Identify every line in the listing below that contains the word "ceiling", matching case exactly, and copy each of those lines in full.

___ THE RECORDS ___

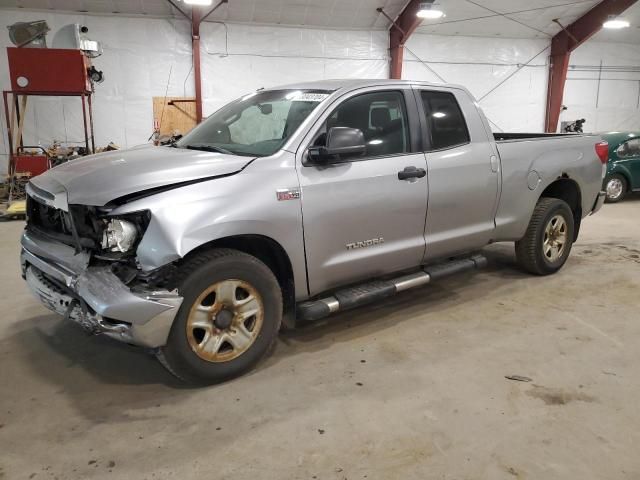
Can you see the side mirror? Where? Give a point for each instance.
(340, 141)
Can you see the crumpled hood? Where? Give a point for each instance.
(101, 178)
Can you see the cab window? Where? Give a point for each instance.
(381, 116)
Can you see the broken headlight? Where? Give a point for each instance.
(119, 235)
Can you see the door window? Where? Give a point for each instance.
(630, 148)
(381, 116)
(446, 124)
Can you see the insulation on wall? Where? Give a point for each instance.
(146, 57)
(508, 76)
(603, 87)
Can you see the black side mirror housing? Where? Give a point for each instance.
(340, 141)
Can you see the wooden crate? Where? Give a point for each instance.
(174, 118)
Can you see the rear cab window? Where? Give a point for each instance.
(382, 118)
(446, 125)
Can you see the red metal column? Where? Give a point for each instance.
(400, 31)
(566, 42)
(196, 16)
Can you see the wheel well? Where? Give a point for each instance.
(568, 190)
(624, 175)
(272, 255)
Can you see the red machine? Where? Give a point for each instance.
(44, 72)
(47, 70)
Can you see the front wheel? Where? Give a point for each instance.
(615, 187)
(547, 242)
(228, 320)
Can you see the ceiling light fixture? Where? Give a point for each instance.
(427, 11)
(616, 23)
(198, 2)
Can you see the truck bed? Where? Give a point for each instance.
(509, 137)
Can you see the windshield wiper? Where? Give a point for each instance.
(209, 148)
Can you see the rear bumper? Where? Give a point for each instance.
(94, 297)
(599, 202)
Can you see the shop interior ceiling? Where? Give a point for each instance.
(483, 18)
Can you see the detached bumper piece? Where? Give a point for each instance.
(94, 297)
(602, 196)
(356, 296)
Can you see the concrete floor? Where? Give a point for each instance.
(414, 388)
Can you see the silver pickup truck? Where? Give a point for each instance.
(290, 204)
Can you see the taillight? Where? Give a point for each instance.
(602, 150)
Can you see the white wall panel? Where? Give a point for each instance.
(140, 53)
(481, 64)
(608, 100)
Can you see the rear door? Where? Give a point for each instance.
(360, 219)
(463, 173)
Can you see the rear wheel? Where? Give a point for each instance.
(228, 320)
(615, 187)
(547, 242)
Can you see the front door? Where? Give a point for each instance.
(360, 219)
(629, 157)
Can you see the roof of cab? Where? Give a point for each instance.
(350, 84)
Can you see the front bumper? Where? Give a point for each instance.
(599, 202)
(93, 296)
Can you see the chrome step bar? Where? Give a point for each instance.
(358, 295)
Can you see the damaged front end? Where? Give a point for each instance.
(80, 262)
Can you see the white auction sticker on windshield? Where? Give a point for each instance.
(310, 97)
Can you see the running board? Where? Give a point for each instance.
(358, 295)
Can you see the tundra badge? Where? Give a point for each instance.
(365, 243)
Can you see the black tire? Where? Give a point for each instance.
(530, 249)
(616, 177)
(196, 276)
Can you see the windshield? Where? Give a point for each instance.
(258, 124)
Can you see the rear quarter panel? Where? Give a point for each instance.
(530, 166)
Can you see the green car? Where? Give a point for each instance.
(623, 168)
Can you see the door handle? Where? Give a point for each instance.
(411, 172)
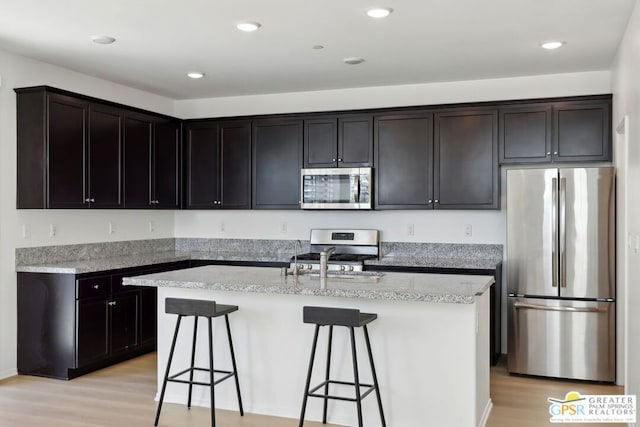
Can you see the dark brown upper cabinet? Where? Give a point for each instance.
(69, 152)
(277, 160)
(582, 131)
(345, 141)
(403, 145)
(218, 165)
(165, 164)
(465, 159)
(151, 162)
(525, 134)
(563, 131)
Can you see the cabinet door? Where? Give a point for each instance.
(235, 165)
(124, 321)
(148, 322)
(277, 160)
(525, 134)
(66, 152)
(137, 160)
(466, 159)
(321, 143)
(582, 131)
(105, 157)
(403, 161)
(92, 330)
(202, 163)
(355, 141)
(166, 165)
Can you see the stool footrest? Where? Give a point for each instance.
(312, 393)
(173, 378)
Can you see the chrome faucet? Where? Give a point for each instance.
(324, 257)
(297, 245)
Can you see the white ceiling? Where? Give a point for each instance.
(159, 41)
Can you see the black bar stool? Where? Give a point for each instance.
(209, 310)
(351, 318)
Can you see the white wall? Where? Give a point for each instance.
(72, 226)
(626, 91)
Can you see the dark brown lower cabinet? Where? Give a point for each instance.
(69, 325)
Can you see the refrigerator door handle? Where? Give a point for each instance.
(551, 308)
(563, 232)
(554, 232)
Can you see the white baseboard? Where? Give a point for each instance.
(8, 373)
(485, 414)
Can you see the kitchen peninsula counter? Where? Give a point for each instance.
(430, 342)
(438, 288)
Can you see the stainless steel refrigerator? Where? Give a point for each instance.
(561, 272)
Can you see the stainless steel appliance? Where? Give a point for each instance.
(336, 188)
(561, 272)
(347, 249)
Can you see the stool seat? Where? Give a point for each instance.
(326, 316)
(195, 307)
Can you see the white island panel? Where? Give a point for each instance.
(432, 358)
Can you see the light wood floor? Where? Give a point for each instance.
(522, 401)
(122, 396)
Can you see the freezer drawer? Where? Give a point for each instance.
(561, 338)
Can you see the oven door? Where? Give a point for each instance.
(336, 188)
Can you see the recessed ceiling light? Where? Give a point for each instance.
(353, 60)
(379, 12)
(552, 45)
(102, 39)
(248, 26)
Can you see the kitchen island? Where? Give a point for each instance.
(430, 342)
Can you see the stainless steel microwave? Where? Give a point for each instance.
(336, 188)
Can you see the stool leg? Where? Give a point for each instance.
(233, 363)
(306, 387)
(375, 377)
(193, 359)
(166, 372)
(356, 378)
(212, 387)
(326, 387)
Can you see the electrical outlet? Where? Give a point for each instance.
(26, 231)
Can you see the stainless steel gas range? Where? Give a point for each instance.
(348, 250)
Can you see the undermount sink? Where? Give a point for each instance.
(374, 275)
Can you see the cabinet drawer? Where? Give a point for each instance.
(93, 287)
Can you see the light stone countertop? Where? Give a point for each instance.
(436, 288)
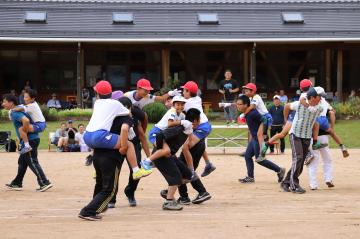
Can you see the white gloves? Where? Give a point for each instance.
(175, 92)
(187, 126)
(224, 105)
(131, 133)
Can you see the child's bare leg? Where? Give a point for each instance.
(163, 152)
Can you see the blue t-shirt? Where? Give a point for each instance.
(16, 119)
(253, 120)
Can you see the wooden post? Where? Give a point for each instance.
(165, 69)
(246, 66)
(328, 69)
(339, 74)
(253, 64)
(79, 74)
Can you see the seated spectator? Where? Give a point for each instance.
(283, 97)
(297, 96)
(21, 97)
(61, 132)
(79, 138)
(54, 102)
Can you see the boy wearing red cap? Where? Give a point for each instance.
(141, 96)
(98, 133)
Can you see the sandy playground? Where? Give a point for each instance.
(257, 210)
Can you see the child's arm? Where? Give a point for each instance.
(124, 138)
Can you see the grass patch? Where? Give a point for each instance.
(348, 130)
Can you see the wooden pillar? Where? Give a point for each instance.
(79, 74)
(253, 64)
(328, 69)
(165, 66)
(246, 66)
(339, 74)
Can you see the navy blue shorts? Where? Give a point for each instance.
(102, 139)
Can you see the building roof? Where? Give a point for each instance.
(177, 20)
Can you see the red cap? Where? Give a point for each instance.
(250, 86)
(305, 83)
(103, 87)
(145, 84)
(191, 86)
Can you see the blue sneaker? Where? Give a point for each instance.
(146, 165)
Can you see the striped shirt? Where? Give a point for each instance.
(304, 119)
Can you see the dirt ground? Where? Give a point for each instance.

___
___ THE RECORDS ___

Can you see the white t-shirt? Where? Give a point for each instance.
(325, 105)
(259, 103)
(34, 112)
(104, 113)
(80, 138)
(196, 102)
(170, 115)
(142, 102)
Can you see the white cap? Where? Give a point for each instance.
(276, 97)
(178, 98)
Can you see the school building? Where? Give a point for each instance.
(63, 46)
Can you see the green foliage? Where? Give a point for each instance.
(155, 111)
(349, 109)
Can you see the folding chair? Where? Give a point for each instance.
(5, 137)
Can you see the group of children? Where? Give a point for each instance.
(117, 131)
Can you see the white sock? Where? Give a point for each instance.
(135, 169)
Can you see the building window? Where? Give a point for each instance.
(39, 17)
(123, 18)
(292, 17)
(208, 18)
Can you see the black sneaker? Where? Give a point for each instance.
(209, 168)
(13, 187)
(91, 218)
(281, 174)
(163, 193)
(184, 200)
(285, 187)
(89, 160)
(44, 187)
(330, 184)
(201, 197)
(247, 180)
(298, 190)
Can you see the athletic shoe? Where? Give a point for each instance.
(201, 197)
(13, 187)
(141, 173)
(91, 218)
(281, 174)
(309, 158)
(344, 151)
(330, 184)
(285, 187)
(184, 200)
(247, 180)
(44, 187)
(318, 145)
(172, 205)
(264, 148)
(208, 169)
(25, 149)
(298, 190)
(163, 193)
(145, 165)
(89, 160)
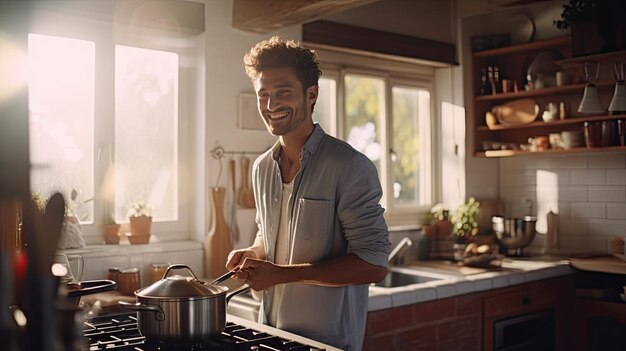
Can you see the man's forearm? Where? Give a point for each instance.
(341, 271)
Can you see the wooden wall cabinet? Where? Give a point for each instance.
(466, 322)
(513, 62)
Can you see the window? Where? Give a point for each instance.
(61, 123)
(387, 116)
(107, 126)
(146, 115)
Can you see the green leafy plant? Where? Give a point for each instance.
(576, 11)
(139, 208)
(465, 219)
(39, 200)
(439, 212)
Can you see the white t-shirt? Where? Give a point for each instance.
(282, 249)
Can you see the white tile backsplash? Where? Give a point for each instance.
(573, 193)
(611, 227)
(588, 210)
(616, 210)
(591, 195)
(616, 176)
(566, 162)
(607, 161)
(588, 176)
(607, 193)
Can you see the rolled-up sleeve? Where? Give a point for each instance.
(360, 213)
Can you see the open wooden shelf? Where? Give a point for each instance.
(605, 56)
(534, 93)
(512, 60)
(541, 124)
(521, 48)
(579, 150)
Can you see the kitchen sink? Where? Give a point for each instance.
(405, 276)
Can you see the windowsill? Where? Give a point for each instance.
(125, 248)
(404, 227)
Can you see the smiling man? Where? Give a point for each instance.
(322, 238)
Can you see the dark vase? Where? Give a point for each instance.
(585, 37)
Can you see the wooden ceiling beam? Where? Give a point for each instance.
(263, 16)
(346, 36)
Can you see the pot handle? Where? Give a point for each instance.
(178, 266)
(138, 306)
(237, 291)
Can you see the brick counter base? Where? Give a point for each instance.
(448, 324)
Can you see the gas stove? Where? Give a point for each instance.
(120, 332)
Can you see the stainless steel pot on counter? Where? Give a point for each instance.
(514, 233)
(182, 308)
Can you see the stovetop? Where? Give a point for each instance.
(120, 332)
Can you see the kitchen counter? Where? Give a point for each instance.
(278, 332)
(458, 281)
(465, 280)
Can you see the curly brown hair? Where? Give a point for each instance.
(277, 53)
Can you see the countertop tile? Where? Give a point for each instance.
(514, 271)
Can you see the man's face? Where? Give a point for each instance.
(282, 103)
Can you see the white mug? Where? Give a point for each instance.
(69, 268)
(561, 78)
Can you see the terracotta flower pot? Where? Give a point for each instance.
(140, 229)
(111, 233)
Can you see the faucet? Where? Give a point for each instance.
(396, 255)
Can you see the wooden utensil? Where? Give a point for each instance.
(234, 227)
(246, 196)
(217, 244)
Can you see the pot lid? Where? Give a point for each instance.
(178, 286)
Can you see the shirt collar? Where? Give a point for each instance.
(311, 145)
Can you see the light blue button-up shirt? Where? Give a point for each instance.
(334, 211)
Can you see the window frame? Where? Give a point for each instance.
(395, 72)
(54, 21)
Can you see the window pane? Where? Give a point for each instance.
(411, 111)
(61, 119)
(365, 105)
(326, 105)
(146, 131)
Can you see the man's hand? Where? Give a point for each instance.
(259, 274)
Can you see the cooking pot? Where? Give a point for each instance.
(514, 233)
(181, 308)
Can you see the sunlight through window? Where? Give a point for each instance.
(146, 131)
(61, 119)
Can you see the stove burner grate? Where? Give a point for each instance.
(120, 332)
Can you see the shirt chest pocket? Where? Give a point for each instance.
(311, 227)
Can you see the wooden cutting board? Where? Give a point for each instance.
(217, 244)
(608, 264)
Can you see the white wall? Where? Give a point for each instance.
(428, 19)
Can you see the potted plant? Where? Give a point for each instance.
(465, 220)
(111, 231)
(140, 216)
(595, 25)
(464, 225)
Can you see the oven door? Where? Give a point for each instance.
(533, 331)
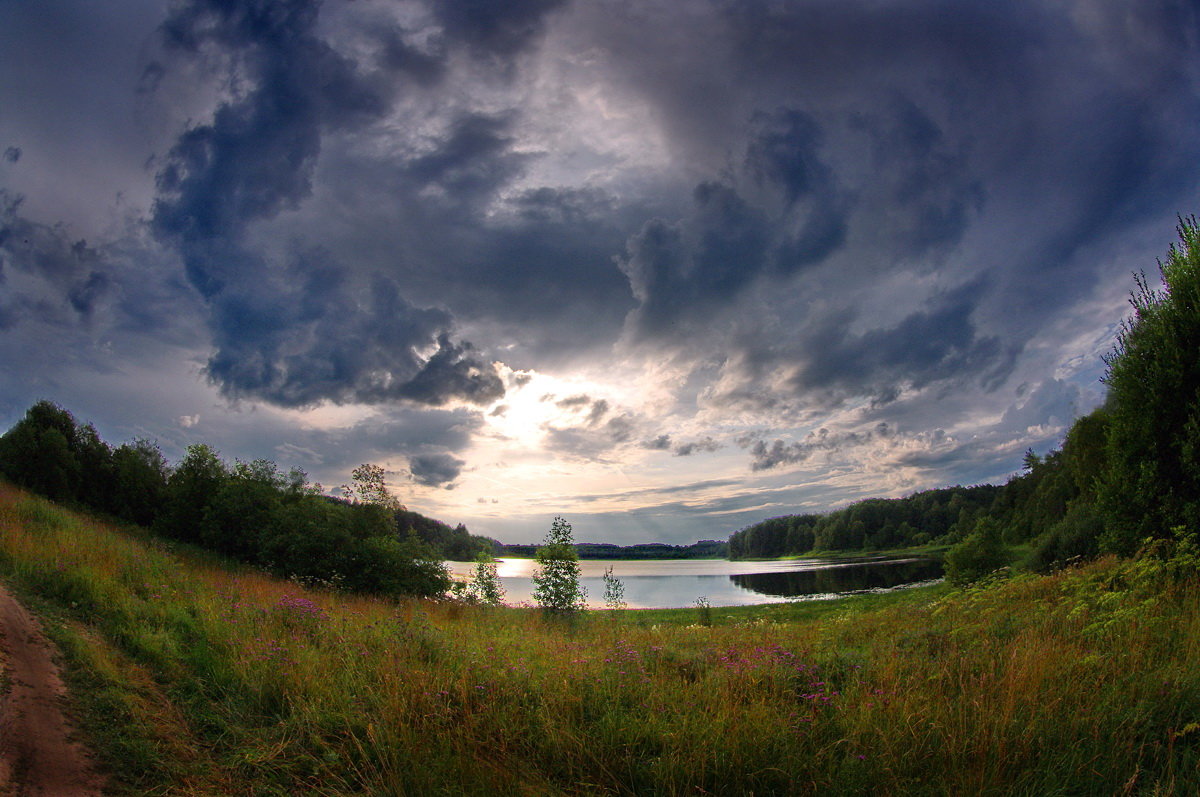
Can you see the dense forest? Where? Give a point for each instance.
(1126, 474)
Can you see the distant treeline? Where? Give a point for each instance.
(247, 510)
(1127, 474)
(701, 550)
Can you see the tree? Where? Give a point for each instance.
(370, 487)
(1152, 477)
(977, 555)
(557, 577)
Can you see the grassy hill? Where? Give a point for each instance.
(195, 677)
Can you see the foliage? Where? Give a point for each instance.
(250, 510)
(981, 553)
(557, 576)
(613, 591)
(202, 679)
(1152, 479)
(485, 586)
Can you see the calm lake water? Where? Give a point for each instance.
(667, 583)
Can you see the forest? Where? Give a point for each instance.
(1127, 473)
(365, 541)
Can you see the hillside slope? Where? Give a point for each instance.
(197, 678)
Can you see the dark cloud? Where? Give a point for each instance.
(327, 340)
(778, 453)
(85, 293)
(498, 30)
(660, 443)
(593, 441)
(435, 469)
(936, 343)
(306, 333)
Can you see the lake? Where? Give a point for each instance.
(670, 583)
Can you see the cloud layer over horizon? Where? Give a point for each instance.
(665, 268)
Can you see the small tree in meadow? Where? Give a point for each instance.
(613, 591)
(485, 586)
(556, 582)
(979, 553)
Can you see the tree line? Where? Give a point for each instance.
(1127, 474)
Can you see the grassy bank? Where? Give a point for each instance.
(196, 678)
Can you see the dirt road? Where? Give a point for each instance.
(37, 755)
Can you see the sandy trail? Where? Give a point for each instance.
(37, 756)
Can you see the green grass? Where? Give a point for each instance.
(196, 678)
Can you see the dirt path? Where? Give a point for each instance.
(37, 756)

___
___ THE RECORDS ___

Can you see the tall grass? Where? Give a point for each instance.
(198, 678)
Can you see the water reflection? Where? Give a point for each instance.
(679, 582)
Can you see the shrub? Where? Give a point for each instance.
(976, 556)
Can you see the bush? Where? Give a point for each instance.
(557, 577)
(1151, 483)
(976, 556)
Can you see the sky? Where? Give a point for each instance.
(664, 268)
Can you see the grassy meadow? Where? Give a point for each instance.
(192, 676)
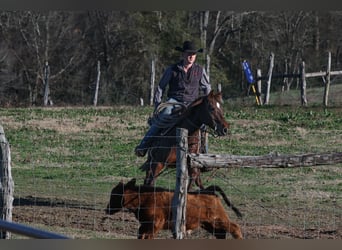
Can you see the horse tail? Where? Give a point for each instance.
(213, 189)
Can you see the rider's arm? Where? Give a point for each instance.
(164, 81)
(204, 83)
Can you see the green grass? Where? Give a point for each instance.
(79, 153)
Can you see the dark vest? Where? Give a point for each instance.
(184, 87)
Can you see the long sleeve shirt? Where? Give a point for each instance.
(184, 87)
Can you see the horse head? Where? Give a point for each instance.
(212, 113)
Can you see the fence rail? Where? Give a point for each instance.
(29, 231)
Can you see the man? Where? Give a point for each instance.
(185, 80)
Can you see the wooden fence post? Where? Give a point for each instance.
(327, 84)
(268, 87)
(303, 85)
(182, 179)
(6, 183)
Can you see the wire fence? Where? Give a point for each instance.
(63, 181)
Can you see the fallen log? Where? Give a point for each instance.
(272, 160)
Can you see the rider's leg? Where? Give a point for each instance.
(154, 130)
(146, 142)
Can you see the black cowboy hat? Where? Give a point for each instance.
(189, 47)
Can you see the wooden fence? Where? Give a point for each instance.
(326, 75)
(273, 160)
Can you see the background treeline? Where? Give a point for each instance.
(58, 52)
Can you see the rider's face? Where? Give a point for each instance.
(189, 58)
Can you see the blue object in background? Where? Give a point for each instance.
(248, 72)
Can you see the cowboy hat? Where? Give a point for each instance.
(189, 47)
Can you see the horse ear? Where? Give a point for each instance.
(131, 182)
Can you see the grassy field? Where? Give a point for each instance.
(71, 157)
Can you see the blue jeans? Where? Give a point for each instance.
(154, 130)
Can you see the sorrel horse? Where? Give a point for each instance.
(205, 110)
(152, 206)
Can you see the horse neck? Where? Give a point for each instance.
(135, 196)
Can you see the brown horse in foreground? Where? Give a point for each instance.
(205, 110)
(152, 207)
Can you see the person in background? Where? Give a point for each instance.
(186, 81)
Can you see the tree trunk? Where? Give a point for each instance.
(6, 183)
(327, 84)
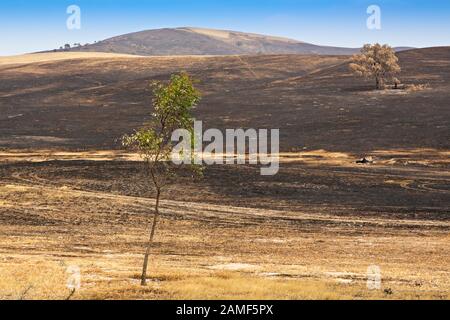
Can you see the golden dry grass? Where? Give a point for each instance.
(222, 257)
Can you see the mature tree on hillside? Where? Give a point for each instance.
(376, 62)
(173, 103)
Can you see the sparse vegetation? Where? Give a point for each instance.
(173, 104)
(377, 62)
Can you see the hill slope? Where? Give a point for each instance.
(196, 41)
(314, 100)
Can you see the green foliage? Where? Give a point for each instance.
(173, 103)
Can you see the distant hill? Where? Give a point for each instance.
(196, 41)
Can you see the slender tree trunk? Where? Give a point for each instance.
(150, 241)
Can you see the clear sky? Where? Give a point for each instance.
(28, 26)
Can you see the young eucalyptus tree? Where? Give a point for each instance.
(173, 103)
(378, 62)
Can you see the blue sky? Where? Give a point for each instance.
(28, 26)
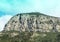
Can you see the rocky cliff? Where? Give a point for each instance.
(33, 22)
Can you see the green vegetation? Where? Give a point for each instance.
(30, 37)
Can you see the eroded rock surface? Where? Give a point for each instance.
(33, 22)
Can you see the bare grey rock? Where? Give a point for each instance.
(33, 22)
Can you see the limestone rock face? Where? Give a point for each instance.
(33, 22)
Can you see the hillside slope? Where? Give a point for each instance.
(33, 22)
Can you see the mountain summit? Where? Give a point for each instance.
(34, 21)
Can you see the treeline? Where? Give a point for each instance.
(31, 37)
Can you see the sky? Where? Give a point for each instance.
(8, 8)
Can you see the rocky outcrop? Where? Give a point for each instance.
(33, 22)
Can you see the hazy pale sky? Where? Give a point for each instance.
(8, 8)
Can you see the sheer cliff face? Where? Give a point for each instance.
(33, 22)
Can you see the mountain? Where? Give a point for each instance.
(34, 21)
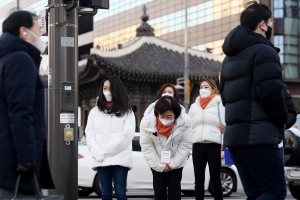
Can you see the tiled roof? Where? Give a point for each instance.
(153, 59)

___

→ OUTPUT BELOW:
Can you see the ceiling light fixture? Where? Give a point for each instance.
Can you see the shop interior ceiling? Where? Give a point for each instance.
Can you see the white ceiling? Where? Give a point for each instance.
Can you see the recessed ceiling light? Where? Give a point for each instance.
Can you see the wooden ceiling beam? Where? Give a point for each instance.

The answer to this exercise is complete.